Supplied records >>
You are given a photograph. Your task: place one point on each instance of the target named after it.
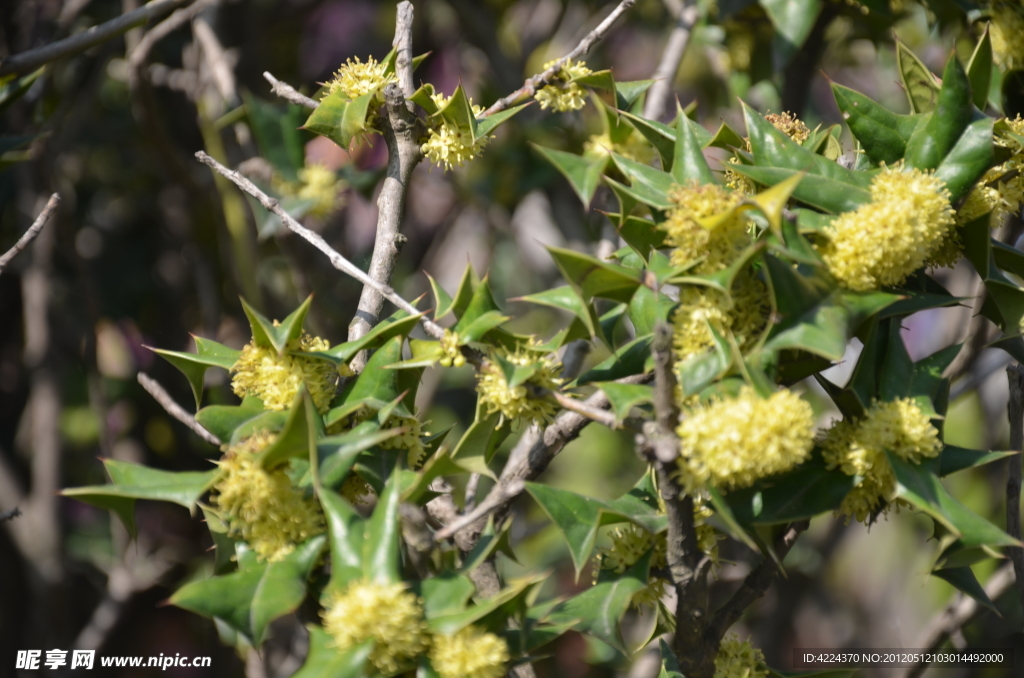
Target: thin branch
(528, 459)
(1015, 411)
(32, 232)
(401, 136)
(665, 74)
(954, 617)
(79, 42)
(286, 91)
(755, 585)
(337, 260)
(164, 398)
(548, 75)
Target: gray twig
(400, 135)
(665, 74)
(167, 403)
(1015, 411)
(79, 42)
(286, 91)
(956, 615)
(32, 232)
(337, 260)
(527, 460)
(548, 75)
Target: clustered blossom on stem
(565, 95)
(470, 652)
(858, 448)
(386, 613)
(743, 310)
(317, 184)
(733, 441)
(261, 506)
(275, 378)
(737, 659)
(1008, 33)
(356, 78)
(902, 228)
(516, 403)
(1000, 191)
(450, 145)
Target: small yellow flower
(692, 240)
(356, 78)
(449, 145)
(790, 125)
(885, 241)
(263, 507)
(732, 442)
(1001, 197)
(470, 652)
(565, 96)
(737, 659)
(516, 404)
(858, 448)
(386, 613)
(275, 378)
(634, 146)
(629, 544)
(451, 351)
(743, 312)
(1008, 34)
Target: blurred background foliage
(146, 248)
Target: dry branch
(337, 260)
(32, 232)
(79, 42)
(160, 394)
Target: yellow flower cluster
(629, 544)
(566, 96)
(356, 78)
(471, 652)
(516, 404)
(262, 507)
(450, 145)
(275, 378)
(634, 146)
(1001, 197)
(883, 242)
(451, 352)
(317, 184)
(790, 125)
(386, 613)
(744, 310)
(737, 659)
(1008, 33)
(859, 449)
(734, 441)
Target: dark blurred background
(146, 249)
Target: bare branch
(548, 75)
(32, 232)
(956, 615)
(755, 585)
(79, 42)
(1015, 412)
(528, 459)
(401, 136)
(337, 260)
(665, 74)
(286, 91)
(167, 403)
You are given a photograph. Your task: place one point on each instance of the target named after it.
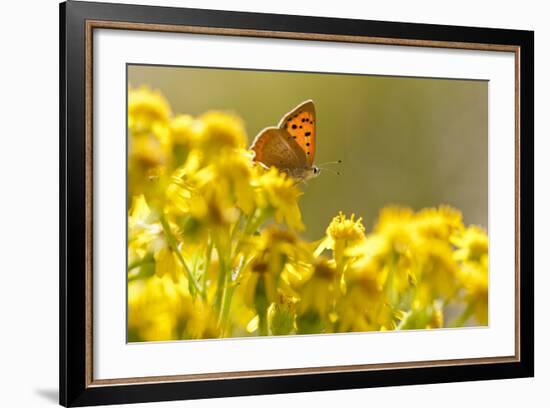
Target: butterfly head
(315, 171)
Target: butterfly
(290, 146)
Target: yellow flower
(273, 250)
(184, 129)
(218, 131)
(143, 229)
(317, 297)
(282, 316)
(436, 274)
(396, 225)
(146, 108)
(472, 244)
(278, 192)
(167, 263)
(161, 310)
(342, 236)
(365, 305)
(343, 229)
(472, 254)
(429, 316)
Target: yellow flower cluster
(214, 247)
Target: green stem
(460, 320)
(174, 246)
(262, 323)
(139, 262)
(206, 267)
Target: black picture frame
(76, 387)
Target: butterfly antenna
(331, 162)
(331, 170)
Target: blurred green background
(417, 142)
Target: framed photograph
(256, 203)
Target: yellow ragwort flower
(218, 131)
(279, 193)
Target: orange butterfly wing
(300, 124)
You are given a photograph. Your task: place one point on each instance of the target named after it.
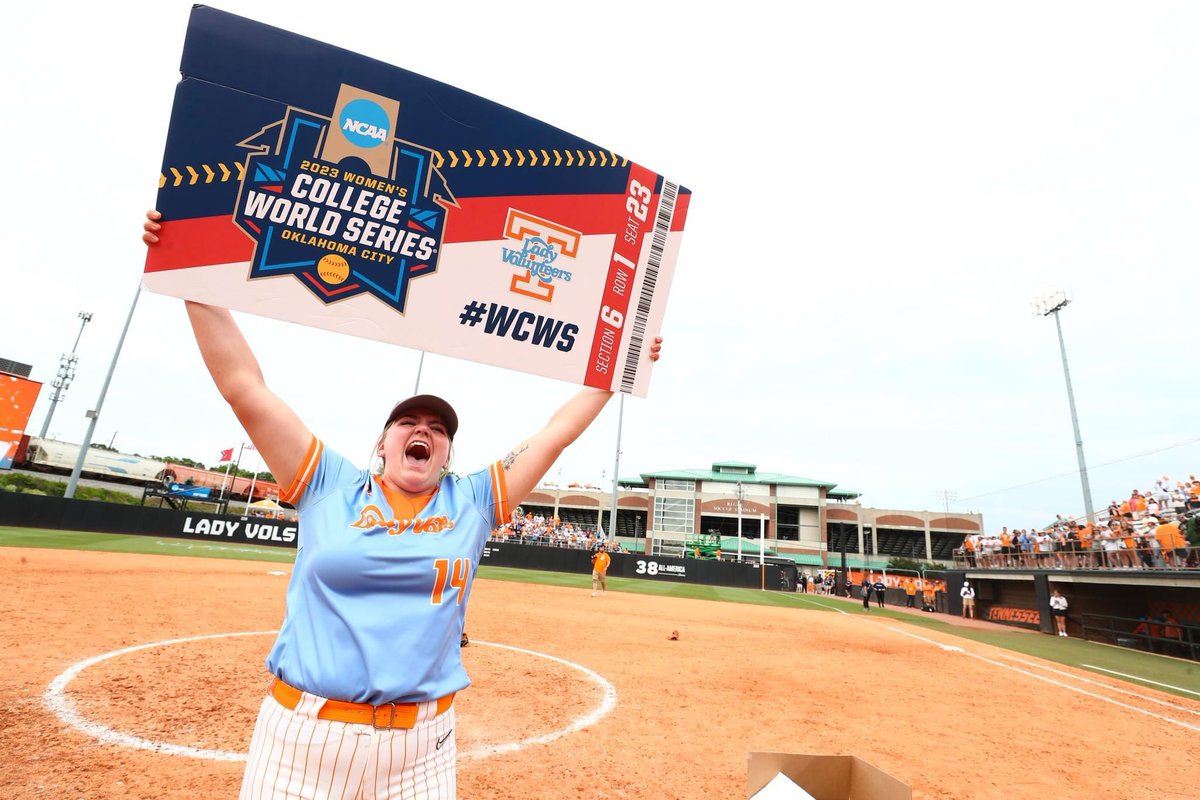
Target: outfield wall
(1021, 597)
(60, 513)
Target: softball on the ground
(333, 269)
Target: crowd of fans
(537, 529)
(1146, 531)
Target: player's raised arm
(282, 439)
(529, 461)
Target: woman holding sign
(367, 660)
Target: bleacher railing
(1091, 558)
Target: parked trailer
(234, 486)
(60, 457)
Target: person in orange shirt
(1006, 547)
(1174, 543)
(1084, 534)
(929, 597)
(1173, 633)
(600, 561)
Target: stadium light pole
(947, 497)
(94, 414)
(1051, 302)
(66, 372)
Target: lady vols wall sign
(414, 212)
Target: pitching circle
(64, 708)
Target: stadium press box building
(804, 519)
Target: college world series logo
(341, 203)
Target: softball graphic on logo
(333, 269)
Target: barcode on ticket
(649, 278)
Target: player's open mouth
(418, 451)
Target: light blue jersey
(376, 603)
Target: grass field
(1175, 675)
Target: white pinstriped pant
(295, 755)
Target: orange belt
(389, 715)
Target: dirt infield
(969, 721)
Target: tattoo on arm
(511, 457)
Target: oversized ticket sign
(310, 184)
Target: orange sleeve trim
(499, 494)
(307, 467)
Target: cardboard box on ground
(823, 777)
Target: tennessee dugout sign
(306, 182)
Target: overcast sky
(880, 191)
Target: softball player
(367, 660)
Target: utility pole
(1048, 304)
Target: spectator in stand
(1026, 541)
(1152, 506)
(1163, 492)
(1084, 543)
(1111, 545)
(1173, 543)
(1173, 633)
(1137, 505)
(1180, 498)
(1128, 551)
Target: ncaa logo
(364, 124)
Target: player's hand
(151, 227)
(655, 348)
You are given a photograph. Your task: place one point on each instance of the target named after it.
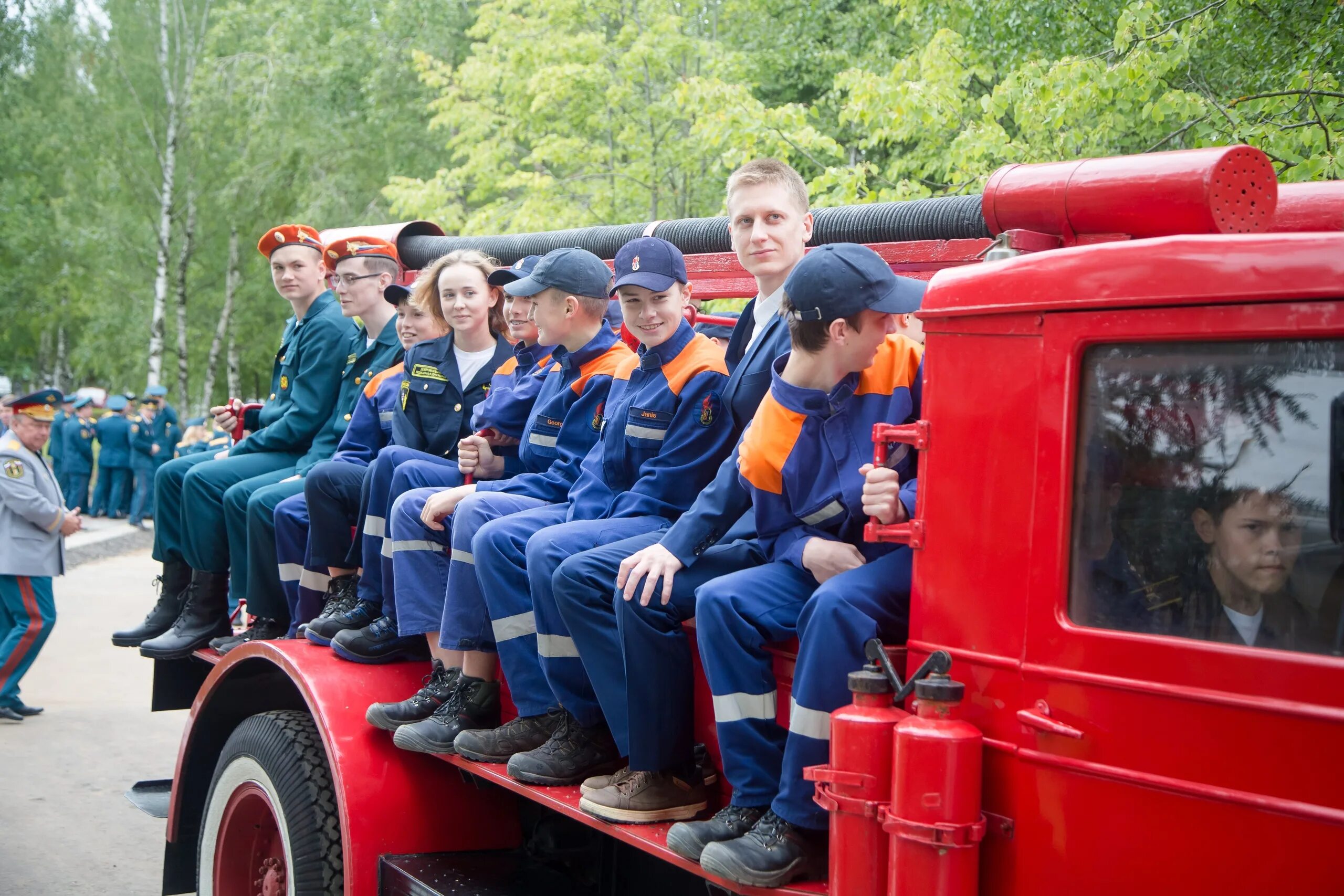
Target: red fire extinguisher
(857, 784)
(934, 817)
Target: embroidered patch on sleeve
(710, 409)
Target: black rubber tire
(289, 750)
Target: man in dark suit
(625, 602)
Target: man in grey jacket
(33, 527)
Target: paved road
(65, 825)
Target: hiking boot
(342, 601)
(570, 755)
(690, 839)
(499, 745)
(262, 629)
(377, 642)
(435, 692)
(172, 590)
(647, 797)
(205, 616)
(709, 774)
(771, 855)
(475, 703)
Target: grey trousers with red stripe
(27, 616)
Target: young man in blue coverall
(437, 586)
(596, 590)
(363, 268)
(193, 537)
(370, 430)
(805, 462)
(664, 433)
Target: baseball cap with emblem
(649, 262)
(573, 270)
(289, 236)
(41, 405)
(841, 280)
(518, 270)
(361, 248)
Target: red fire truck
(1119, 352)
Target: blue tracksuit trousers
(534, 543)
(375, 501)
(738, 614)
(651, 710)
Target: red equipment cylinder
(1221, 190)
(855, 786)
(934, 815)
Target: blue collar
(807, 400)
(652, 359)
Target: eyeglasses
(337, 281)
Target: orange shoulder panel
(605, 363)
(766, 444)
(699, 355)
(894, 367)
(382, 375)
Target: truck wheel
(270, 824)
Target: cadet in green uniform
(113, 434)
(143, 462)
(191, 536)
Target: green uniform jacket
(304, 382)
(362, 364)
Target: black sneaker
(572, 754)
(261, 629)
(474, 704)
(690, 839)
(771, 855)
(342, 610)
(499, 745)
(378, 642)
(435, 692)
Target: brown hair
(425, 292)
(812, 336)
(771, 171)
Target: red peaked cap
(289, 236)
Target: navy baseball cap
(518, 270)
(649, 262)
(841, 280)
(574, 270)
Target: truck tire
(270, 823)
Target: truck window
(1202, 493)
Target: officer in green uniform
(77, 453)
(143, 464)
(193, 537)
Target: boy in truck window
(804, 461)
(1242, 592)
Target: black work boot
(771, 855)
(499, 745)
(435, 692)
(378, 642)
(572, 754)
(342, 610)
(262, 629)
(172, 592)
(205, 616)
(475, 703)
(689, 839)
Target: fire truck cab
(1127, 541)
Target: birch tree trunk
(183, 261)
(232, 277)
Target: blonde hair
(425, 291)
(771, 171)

Set exercise >> Copy out every one of the records above word for word, leaving out the picture lines.

Solution to the exercise >>
You are given a photograph. Your task: place one point on each instance of the target named after it.
Target: thin branch
(528, 459)
(1015, 411)
(32, 232)
(401, 136)
(665, 74)
(954, 617)
(79, 42)
(286, 91)
(755, 585)
(337, 260)
(164, 398)
(548, 75)
Target: gray twig
(400, 135)
(665, 74)
(167, 403)
(1015, 411)
(79, 42)
(286, 91)
(956, 615)
(32, 232)
(337, 260)
(527, 460)
(548, 75)
Target: clustered blossom on stem
(565, 95)
(470, 652)
(858, 448)
(386, 613)
(743, 310)
(317, 184)
(733, 441)
(261, 506)
(275, 378)
(737, 659)
(1008, 33)
(356, 78)
(902, 228)
(516, 403)
(1000, 191)
(450, 145)
Target: small yellow flower
(692, 240)
(356, 78)
(449, 145)
(790, 125)
(885, 241)
(263, 507)
(732, 442)
(1001, 197)
(470, 652)
(565, 96)
(737, 659)
(516, 404)
(858, 448)
(386, 613)
(275, 378)
(634, 146)
(629, 544)
(451, 351)
(743, 312)
(1008, 34)
Target: blurred background foliage
(146, 248)
Target: dry branch
(337, 260)
(32, 232)
(79, 42)
(160, 394)
Target: yellow flower cluster
(629, 544)
(566, 96)
(356, 78)
(471, 652)
(516, 404)
(262, 507)
(450, 145)
(275, 378)
(634, 146)
(1001, 197)
(883, 242)
(451, 352)
(317, 184)
(790, 125)
(386, 613)
(744, 310)
(737, 659)
(1008, 33)
(859, 449)
(734, 441)
Target: dark blurred background
(146, 249)
Target: bare branch
(548, 75)
(32, 232)
(956, 615)
(755, 585)
(79, 42)
(1015, 412)
(528, 459)
(401, 136)
(337, 260)
(665, 74)
(286, 91)
(167, 403)
You are given a photograph. Your task: place one point on each instance of the target named after it.
Target: butterfly head
(315, 171)
Target: butterfly
(290, 146)
Target: yellow flower
(273, 250)
(184, 129)
(218, 131)
(143, 229)
(317, 297)
(282, 316)
(436, 274)
(396, 225)
(146, 108)
(472, 244)
(278, 192)
(167, 263)
(161, 310)
(342, 236)
(365, 305)
(343, 229)
(472, 254)
(429, 316)
Target: yellow flower cluster
(214, 247)
Target: green stem
(460, 320)
(174, 246)
(262, 323)
(139, 262)
(206, 267)
Target: black picture frame
(76, 387)
Target: butterfly antenna
(331, 162)
(331, 170)
Target: blurred green background
(417, 142)
Target: framed photograph
(256, 203)
Target: yellow ragwort flower
(218, 131)
(279, 193)
Target: orange butterfly wing
(300, 124)
You are given a photograph. Your task: place one point on each instance of the target named after it.
Target: outfield wall
(1021, 597)
(60, 513)
Target: softball on the ground
(333, 269)
Target: crowd of fans
(537, 529)
(1146, 531)
Target: player's raised arm
(282, 439)
(529, 461)
Target: woman holding sign
(367, 660)
Target: bleacher railing
(1091, 558)
Target: parked trailer
(234, 486)
(60, 457)
Target: person in orange shirt
(1006, 547)
(1174, 543)
(1084, 534)
(929, 597)
(1173, 633)
(600, 561)
Target: stadium light pole
(947, 497)
(94, 414)
(1051, 302)
(66, 372)
Target: lady vols wall sign
(414, 212)
Target: pitching circle
(64, 708)
Target: stadium press box building
(804, 519)
Target: college world series logo
(341, 203)
Target: softball graphic on logo
(333, 269)
Target: barcode on ticket
(649, 278)
Target: player's open mouth
(418, 451)
Target: light blue jersey
(376, 603)
Target: grass field
(1175, 675)
Target: white pinstriped pant
(295, 755)
Target: orange belt
(389, 715)
Target: dirt infield
(969, 721)
Target: tattoo on arm
(511, 457)
Target: oversized ticket sign
(310, 184)
Target: orange sleeve trim
(499, 494)
(307, 467)
Target: cardboard box on ground
(823, 777)
Target: tennessee dugout sign
(306, 182)
Target: overcast sky
(880, 191)
Target: softball player
(367, 660)
Target: utility pole
(1048, 304)
Target: spectator in stand
(1026, 541)
(1152, 506)
(1163, 492)
(1084, 543)
(1111, 545)
(1173, 543)
(1173, 633)
(1137, 505)
(1180, 498)
(1128, 551)
Target: ncaa logo
(364, 124)
Target: player's hand
(151, 227)
(655, 348)
You are given a photograph. Your task: place one point on each instance of the target named after it.
Target: red fire extinguisher
(857, 784)
(934, 817)
Target: embroidered patch on sleeve
(710, 409)
Target: black rubber tire
(289, 750)
Target: man in dark suit
(625, 602)
Target: man in grey jacket
(33, 527)
Target: paved road
(65, 825)
Target: hiking boot
(342, 601)
(570, 755)
(690, 839)
(499, 745)
(262, 629)
(377, 642)
(435, 692)
(172, 590)
(647, 797)
(205, 616)
(709, 774)
(771, 855)
(475, 703)
Target: grey trousers with red stripe
(27, 616)
Target: young man in blue coverall
(437, 586)
(596, 590)
(363, 268)
(193, 537)
(370, 430)
(805, 462)
(664, 433)
Target: baseball cap with emblem
(649, 262)
(573, 270)
(289, 236)
(41, 405)
(841, 280)
(518, 270)
(361, 248)
Target: red fire truck
(1119, 352)
Target: blue tracksuit trousers
(534, 543)
(375, 501)
(738, 614)
(651, 710)
Target: red equipment cylinder
(1221, 190)
(855, 786)
(934, 815)
Target: blue collar
(807, 400)
(652, 359)
Target: eyeglasses
(337, 281)
Target: orange shoulder panel
(605, 363)
(766, 444)
(699, 355)
(894, 367)
(382, 375)
Target: truck wheel
(270, 824)
Target: cadet in green uniform
(113, 434)
(143, 462)
(191, 536)
Target: green uniform jacket
(304, 382)
(362, 364)
Target: black sneaker
(572, 754)
(261, 629)
(474, 704)
(690, 839)
(771, 855)
(342, 610)
(499, 745)
(378, 642)
(435, 692)
Target: brown hair
(425, 292)
(812, 336)
(771, 171)
Target: red peaked cap
(289, 236)
Target: navy baseball cap
(518, 270)
(649, 262)
(841, 280)
(574, 270)
Target: truck tire
(270, 823)
Target: truck window
(1202, 493)
Target: officer in green uniform
(77, 453)
(143, 464)
(193, 537)
Target: boy in truck window
(804, 461)
(1242, 592)
Target: black work boot
(771, 855)
(499, 745)
(435, 692)
(378, 642)
(572, 754)
(342, 610)
(262, 629)
(172, 592)
(205, 616)
(475, 703)
(689, 839)
Target: fire truck cab
(1127, 541)
Target: birch tree trunk
(183, 261)
(232, 277)
Target: blonde hair
(425, 291)
(771, 171)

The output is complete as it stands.